» Passage shown

What user agent should I set?

I'm the primary designer and author of a fairly large-scale web crawler (see metadatalabs.com/mlbot (archived link)). What you're asking touches on a topic that's very important to us--perhaps the most important part of running a crawler: that of politeness.

First: the reason for the "Mozilla" thing is to tell the site what your browser capabilities are. If your bot isn't trying to act like a browser, there's no particular reason you need to include the "Mozilla" thing.

As for your user agent string and other politeness-related items:

  1. Select a name that you know nobody else is using. I suspect that if you use "Goofybot", you'll be fine. But I'd check it out to be sure.

  2. Your user agent string should include a link to more information about the bot. For example, our string reads "MLBot (www.metadatalabs.com/mlbot)".

  3. Make sure that if somebody searches for "Goofybot", that page is high (preferably first) in the search results.

  4. Your page about the bot should say what you're using the information for, what IP addresses you crawl from, and include a way for people to contact you about problems with the bot.

  5. You should respond to any questions or complaints quickly, using the "customer is always right" philosophy. Remember, if your bot caused a problem that this person is complaining about then it probably caused problems on a dozen other sites that nobody complained about. They either didn't see the problems or they just put a block on your IP address.

  6. Your should build in the facility to prevent your bot from accessing a particular domain name. Some people won't want you to crawl at all and don't have the access or technical ability to create a robots.txt or block in .htaccess. We found that this ability lets us tell somebody, "We're sorry MLBot caused a problem. We have instructed it never to crawl your site again." Perhaps not surprisingly, that calms people down very quickly.

  7. If you don't already respect robots.txt, do it. Nothing will get you a bad reputation faster than ignoring robots.txt.

Wow. That went on longer than I expected. In the past four years, I've made every one of those mistakes I allude to above, and others besides. We found, however, that if we're open about what we're doing and communicate honestly (including posting information about mistakes before we get complaints), the majority of Webmasters view us as a good Internet citizen.


Mozilla/2.0 and Mozilla/5.0 are both references to the Mozilla browser. It has become largely meaningless, with many crawlers using it, but should tell the site to treat your crawler as it would any random user browsing with a regular browser.

It is however good etiquette to include an URL linking to a page about who you are and why you are crawling in the following section. Ask Jeeves can get away with just the name, but you should include an URL.

E.g.

Mozilla/5.0 (compatible; http://example.org/)

This will allow web admins to figure out why you are crawling their site and also to contact you if there is a problem with how your crawler is behaving.


I think the following links can help:

  • http://www.user-agents.org/
  • http://en.wikipedia.org/wiki/User_agent#Format
  • http://tools.ietf.org/html/rfc1945#section-10.15

» Task to carry out
List every web address in the bulleted list at the end of the user agent thread. None of the entries are needed here.

» Stored rows
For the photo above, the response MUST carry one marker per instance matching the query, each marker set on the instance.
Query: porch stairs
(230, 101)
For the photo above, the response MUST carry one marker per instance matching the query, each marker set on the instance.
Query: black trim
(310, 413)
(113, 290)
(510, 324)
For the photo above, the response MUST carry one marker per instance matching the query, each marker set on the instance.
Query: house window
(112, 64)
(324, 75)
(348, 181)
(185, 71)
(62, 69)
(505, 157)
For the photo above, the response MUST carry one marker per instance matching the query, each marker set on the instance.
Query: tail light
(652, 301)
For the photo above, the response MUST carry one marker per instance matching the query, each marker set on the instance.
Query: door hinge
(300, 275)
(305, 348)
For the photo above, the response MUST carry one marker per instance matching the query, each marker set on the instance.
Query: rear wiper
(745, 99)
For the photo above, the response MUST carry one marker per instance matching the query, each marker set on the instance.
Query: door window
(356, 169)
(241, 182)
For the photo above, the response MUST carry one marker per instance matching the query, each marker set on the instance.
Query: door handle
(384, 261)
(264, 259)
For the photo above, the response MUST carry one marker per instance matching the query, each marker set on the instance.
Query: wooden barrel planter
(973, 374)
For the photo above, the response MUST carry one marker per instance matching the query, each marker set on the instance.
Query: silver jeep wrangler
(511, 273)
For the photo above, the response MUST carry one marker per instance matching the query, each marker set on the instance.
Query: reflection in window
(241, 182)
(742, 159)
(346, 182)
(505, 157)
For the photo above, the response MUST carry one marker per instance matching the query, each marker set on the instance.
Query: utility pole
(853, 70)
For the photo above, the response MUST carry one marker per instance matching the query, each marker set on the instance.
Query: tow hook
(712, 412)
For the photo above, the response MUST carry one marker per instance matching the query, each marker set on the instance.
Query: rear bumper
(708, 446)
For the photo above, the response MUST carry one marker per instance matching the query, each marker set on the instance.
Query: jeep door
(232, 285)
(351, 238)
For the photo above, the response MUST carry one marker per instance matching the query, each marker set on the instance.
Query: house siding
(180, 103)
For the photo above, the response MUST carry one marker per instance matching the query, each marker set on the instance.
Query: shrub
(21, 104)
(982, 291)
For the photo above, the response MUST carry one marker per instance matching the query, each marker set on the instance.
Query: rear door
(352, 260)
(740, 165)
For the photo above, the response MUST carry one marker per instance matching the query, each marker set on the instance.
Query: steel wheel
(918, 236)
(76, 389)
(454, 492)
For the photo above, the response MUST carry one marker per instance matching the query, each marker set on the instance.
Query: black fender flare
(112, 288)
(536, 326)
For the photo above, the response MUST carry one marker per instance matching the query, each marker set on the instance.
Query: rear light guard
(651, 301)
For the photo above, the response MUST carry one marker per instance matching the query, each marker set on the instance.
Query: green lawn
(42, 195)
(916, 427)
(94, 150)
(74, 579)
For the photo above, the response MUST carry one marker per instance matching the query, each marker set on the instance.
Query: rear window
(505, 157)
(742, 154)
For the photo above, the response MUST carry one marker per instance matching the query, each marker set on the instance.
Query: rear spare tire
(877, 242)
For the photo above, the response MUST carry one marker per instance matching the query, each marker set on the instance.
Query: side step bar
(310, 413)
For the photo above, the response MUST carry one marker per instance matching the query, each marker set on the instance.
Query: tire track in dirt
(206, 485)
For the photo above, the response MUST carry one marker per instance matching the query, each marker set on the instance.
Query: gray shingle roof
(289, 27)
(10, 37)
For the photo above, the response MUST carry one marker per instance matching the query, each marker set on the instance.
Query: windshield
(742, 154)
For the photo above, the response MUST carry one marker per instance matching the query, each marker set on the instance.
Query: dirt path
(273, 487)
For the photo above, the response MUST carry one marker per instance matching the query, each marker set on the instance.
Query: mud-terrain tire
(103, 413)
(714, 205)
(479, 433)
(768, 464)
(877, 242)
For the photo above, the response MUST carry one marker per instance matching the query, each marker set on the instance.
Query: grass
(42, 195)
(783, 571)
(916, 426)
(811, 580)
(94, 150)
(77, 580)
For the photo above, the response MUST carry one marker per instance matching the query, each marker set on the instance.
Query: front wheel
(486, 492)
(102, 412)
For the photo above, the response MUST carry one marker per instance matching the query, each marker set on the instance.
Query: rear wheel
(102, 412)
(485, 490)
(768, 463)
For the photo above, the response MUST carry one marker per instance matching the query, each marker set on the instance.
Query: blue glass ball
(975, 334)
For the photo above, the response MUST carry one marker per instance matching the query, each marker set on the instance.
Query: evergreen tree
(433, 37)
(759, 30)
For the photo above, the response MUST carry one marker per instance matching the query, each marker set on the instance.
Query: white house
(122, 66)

» Exercise answer
- http://www.user-agents.org/
- http://en.wikipedia.org/wiki/User_agent#Format
- http://tools.ietf.org/html/rfc1945#section-10.15